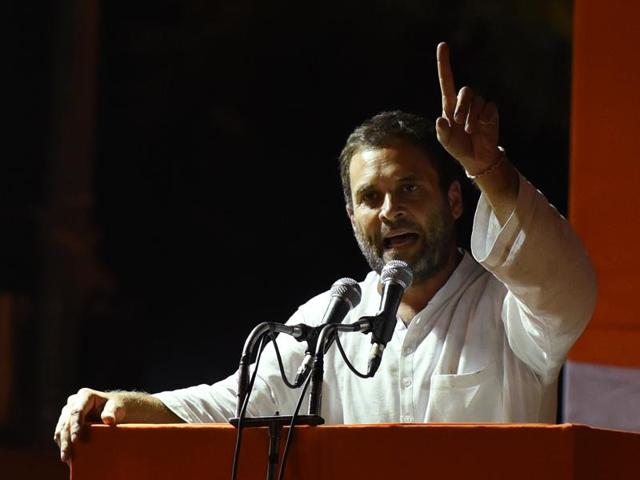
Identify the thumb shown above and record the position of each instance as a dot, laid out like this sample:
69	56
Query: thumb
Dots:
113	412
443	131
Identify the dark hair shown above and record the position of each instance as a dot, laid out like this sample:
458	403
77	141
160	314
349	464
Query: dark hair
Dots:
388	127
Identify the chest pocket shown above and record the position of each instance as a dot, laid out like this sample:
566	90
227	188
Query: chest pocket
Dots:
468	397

··········

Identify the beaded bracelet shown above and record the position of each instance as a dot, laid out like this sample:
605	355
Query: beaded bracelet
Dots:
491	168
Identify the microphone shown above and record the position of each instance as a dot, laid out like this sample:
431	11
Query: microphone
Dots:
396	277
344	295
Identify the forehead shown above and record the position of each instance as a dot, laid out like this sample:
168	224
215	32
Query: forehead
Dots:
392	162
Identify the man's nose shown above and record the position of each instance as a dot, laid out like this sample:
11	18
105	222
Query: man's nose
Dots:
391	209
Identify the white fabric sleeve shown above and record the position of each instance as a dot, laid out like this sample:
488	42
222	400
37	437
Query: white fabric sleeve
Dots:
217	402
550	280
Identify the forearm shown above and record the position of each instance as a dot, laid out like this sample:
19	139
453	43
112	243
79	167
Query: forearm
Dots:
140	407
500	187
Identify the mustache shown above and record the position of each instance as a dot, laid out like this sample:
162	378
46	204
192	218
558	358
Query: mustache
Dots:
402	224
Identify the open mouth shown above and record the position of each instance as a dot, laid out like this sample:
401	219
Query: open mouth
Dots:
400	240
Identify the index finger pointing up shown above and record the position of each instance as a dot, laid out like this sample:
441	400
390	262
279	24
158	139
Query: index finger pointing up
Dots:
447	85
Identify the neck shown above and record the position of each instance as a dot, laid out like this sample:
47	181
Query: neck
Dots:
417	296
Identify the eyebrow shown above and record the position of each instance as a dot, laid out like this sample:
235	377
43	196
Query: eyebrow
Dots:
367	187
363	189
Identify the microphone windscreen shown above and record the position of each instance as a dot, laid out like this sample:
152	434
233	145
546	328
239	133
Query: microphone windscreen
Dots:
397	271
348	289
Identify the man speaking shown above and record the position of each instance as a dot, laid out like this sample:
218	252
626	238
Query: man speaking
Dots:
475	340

··········

Instructions for the task: Where does the word "chest" appear in the listing? List each line that holds it.

Solution to this task:
Identify the chest pocket shown above and record the position of each instance as a dot, laid out like this sample:
Query: chest pocket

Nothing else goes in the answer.